#### Task details:
Would you please copy exactly the line with "steel microwave: set" and all lines that follow it in the data below, through the last one?

======== Records supplied ========

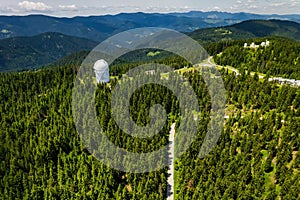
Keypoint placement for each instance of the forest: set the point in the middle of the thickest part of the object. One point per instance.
(257, 156)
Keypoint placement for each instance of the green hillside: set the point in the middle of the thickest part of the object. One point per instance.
(281, 58)
(27, 53)
(248, 29)
(42, 157)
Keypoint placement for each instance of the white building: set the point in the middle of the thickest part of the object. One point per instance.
(101, 71)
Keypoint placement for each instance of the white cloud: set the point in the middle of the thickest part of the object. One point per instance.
(34, 6)
(68, 7)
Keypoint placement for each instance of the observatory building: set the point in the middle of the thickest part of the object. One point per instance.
(101, 71)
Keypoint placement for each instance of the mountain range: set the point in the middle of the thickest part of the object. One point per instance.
(28, 44)
(98, 28)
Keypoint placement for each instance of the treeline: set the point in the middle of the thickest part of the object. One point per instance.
(281, 58)
(257, 156)
(42, 155)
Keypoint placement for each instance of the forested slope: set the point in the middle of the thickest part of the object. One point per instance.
(42, 157)
(281, 58)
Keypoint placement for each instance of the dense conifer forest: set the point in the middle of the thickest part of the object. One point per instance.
(257, 156)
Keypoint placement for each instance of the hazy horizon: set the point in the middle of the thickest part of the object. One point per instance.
(71, 8)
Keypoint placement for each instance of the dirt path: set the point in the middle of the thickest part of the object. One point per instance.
(170, 194)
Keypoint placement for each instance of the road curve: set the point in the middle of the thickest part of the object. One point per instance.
(170, 188)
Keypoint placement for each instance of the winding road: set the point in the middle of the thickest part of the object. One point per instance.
(170, 188)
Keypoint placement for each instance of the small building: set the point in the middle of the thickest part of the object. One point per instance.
(101, 71)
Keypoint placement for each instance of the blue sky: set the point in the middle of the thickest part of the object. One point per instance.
(100, 7)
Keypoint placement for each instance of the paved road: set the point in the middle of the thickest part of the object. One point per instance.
(170, 193)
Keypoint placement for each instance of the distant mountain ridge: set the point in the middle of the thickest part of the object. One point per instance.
(27, 53)
(249, 29)
(98, 28)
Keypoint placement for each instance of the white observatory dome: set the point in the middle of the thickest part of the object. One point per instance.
(101, 71)
(100, 65)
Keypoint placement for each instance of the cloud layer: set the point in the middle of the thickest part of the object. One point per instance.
(34, 6)
(96, 7)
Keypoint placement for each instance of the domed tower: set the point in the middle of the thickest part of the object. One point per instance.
(101, 71)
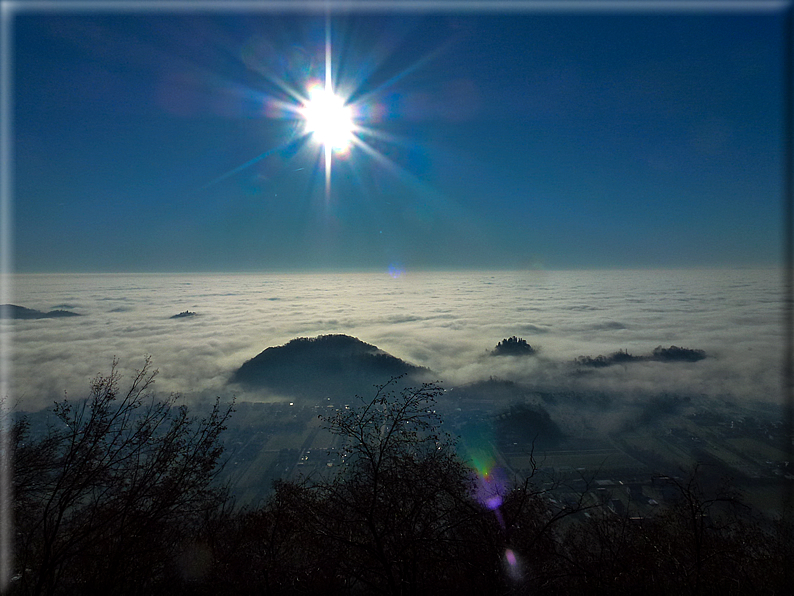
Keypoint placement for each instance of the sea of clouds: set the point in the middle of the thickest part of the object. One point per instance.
(447, 322)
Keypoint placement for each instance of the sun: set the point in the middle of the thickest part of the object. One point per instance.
(328, 119)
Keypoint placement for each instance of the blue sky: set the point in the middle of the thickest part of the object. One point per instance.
(487, 140)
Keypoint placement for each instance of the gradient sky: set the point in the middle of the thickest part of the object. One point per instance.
(520, 140)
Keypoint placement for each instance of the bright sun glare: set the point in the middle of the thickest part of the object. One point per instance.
(328, 119)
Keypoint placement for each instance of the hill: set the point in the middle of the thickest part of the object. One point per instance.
(324, 366)
(12, 311)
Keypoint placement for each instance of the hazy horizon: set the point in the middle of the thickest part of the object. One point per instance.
(446, 322)
(160, 141)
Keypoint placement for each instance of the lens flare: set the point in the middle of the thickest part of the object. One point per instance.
(328, 119)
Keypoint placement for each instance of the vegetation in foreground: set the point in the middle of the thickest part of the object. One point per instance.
(120, 496)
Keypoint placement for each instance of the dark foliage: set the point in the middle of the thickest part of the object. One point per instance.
(513, 346)
(118, 498)
(12, 311)
(524, 425)
(106, 499)
(619, 357)
(660, 354)
(676, 354)
(328, 365)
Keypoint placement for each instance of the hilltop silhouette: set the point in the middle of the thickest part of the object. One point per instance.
(513, 346)
(12, 311)
(324, 366)
(660, 354)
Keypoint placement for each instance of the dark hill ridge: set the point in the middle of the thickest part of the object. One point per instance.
(660, 354)
(12, 311)
(324, 366)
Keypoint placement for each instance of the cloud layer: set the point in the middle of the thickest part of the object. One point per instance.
(447, 322)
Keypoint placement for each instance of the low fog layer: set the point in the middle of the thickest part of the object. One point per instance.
(447, 322)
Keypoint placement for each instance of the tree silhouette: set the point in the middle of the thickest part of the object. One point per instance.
(108, 497)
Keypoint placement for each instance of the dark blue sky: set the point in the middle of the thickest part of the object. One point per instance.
(492, 141)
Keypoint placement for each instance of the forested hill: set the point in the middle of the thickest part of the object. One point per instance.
(322, 366)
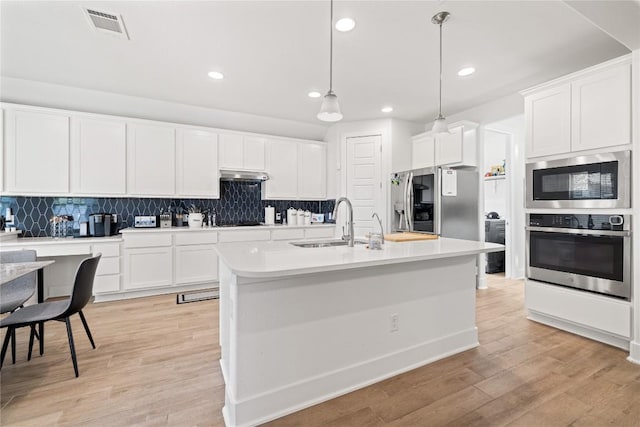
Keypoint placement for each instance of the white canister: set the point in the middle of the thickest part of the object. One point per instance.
(269, 215)
(292, 216)
(195, 219)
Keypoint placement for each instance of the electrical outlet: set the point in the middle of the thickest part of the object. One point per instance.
(394, 324)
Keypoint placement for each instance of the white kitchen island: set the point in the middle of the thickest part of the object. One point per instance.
(299, 326)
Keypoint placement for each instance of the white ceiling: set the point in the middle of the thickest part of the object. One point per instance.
(274, 52)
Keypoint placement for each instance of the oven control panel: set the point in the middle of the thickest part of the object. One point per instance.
(580, 221)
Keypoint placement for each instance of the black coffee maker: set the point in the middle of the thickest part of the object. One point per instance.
(103, 224)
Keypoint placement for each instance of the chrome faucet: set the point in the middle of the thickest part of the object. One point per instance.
(375, 215)
(349, 236)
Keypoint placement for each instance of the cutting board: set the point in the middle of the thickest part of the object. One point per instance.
(409, 237)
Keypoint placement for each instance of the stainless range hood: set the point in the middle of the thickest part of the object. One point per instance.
(236, 175)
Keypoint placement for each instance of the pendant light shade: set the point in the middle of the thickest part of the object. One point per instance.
(440, 125)
(330, 109)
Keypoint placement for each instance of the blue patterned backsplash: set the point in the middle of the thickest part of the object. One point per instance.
(239, 202)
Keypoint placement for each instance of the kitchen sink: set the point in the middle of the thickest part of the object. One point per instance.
(326, 243)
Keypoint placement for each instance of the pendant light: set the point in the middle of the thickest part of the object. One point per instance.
(330, 109)
(440, 125)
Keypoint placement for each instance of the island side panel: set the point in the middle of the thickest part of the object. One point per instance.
(299, 340)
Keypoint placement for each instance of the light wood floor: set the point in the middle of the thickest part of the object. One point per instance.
(156, 364)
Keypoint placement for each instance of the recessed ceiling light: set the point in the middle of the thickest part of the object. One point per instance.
(216, 75)
(467, 71)
(345, 24)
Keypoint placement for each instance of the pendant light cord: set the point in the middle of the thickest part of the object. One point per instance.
(331, 49)
(440, 103)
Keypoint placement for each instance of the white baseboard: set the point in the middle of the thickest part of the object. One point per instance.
(151, 292)
(581, 330)
(311, 391)
(634, 352)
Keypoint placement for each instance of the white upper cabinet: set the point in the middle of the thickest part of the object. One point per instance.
(243, 152)
(548, 121)
(601, 109)
(197, 164)
(456, 148)
(312, 171)
(98, 156)
(37, 152)
(588, 110)
(282, 167)
(151, 160)
(423, 152)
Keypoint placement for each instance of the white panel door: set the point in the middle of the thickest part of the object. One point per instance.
(364, 182)
(254, 150)
(148, 268)
(151, 159)
(449, 147)
(196, 264)
(197, 164)
(423, 152)
(231, 151)
(601, 114)
(37, 152)
(282, 167)
(312, 171)
(548, 121)
(98, 156)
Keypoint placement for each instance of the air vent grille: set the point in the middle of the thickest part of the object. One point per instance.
(107, 22)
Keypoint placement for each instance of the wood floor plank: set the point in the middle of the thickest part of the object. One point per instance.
(157, 364)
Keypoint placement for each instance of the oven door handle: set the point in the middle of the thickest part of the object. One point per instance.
(580, 231)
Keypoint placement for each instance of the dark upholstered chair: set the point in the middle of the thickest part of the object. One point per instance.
(57, 310)
(15, 293)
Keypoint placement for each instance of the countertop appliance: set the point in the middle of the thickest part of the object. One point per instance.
(436, 200)
(585, 251)
(145, 221)
(103, 224)
(597, 181)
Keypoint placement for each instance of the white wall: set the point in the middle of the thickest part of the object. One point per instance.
(42, 94)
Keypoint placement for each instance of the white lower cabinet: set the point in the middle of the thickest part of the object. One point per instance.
(108, 275)
(148, 267)
(196, 264)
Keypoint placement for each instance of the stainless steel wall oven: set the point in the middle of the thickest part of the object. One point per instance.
(597, 181)
(584, 251)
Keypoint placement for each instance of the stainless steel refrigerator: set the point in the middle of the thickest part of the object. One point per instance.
(436, 200)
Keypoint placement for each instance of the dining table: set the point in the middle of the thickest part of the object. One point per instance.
(14, 270)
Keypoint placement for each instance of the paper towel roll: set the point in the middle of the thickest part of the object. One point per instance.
(269, 215)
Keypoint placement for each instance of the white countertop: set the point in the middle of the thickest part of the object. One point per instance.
(25, 241)
(218, 228)
(277, 258)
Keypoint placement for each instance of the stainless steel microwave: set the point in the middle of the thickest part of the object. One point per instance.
(596, 181)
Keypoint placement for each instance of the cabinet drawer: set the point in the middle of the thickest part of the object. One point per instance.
(110, 283)
(195, 238)
(290, 234)
(147, 240)
(108, 266)
(244, 236)
(106, 249)
(314, 233)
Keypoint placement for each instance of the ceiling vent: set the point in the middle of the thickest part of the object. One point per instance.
(106, 22)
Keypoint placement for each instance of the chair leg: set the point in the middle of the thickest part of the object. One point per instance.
(5, 344)
(86, 328)
(32, 335)
(41, 337)
(71, 345)
(13, 346)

========

#### Problem solution:
Keypoint placement for each instance of the stainless steel microwave: set the point in the middle of the thickest part of the object. One point per instance.
(596, 181)
Keypoint placement for each instance of the cabinet drawer: set the point in the middle of the thickest part of the object. One point per instance.
(110, 283)
(195, 238)
(290, 234)
(147, 240)
(108, 266)
(244, 236)
(106, 249)
(314, 233)
Keypoint placement for each instance of the ceiling vent: set the point in the middle of the thickest part of the object. One point per instance.
(106, 22)
Keypoint placement for each instance of the chair leg: set the point in the middle of the thickest part of the object. One point per instance.
(5, 344)
(86, 328)
(32, 335)
(41, 337)
(71, 345)
(13, 346)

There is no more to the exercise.